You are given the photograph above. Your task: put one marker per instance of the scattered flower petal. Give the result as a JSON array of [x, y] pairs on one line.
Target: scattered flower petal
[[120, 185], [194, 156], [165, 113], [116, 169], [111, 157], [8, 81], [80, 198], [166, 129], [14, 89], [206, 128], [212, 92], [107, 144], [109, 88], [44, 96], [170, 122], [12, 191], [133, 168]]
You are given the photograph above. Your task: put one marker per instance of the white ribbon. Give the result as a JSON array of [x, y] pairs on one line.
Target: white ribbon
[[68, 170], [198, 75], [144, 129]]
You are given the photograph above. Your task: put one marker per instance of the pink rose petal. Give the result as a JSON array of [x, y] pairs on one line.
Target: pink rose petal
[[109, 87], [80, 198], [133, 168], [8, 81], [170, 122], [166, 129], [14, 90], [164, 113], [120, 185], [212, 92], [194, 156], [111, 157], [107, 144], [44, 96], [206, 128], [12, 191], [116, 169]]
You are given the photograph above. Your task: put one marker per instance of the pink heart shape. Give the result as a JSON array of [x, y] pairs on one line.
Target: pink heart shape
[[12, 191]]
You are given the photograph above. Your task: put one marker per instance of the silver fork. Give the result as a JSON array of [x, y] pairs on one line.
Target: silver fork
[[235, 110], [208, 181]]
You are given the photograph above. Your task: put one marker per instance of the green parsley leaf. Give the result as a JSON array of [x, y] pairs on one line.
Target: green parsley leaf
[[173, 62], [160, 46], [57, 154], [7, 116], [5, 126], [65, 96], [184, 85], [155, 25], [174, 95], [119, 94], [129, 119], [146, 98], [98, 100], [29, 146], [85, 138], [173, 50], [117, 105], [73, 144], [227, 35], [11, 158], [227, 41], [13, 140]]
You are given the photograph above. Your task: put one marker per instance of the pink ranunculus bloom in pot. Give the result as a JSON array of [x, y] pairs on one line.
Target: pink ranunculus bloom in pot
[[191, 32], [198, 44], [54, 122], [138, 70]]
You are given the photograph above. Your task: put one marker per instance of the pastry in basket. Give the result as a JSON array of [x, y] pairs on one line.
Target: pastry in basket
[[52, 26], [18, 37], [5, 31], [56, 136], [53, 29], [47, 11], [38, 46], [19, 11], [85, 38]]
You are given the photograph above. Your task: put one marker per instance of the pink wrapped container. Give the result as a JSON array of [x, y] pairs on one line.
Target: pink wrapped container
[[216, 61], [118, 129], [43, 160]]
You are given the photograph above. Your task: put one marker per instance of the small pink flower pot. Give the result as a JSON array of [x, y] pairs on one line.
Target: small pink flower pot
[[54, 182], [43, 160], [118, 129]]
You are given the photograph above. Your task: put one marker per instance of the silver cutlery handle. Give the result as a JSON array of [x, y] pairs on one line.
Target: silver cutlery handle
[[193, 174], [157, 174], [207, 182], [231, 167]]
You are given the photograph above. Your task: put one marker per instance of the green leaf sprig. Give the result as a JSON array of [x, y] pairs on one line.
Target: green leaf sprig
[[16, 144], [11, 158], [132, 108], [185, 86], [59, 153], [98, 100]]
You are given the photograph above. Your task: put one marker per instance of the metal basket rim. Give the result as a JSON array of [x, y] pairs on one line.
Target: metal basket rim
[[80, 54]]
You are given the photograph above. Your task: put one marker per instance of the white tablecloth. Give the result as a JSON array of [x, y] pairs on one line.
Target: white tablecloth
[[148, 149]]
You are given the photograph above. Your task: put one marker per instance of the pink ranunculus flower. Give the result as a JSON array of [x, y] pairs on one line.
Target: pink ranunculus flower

EXERCISE: Copy the data above word for word, from the first line through the last, without changing anything.

TASK OUTPUT:
You are given the photograph above. Your task: put one marker per instance of the scattered flower petal. Give the result as a JSON array of [x, y] pairs on one line.
Target: scattered flower petal
[[120, 185], [194, 156], [165, 113], [116, 169], [111, 157], [8, 81], [80, 198], [166, 129], [14, 89], [206, 128], [212, 92], [107, 144], [109, 88], [44, 96], [170, 122], [12, 191], [133, 168]]
You are given the photograph above. Your task: put one marker per instance of the white ribbon. Give the result as a JSON array of [x, y] pairs on one line.
Target: white ribbon
[[68, 170], [198, 75], [144, 129]]
You are given the photograph above. Your task: put one marker per instance of the pink rose petal. Give the result as a JSON array of [x, y] pairs on one line.
Target: pink rose petal
[[109, 87], [80, 198], [133, 168], [8, 81], [170, 122], [166, 129], [14, 90], [164, 113], [120, 185], [212, 92], [194, 156], [111, 157], [107, 144], [44, 96], [206, 128], [12, 191], [116, 169]]
You are given the photograph above. Your task: put one marker per instance of the pink heart shape. Give the result as a JSON array of [x, y] pairs on one line.
Target: pink heart shape
[[12, 191]]
You are given the photograph above. Your task: put one marker per instance of the silver fork. Give the result as a JSON array of [x, y] pairs on one line.
Target: silver fork
[[235, 110], [208, 181]]
You are given the photograph above. Your task: put one marker per instance of the green parsley leaf. Give the result as a JSON array of [x, y] pairs on one line.
Target: green parsley leaf
[[173, 62], [160, 46], [57, 154], [7, 116], [5, 126], [65, 96], [184, 85], [155, 25], [174, 95], [119, 94], [129, 119], [146, 98], [98, 100], [29, 146], [85, 138], [173, 50], [117, 105], [73, 144], [227, 35], [11, 158], [227, 41], [13, 140]]
You are given the photograph above. Your task: put one marker per instance of the pink ranunculus bloom in pot. Give the result as a JSON array of [x, y] pairs on one line.
Target: pink ranunculus bloom in pot
[[191, 32], [198, 44], [54, 122], [138, 70]]
You are given the photograph above. Your task: put one marker per instance of the pastry in basket. Give the result as a JSON array of [x, y] pairs on one line.
Target: pastry in basket
[[52, 26], [18, 37], [5, 31], [56, 136], [53, 29], [47, 11], [38, 46], [19, 11], [85, 38]]
You are given the photograph above. Your task: put one marker per instance of the pink wrapped container. Give the result as a JSON array of [x, y] pairs on one line.
Target: pink wrapped container
[[216, 61], [118, 129], [43, 160]]
You are given the photograph above. Your task: put one marker per instance of the small pink flower pot. Give the result as a JSON array of [x, y] pairs on one line.
Target: small pink flower pot
[[54, 182], [43, 160], [118, 129]]
You are given the photograph above. Your task: put one marker per instance of the silver cutlery handle. Give the result as a JSON array of [x, y] pairs on one line.
Target: silver cutlery handle
[[193, 174], [157, 174], [207, 182], [231, 167]]
You are given the photograph above. Your task: put one marker per instance of the green leaf sprig. Give the result as a JSON array of [x, y] pairs on one line.
Target: green leaf sprig
[[16, 144], [11, 158], [132, 108], [185, 86], [59, 153], [98, 100]]
You are given the photograph above. Your task: put one marker per instance of the metal basket rim. Give the result as a JSON array of [x, y] pairs on one line.
Target: metal basket rim
[[80, 54]]
You are given the photograph above. Your task: put one marker per instance of the white tablecloth. Give the result as a JSON array of [x, y] pairs on one line.
Target: white tablecloth
[[148, 149]]
You are given the photograph above. Your task: put one marker per instance of the pink ranunculus flower. Give the result as a JSON array of [x, y] pairs on one line.
Target: pink ranunculus flower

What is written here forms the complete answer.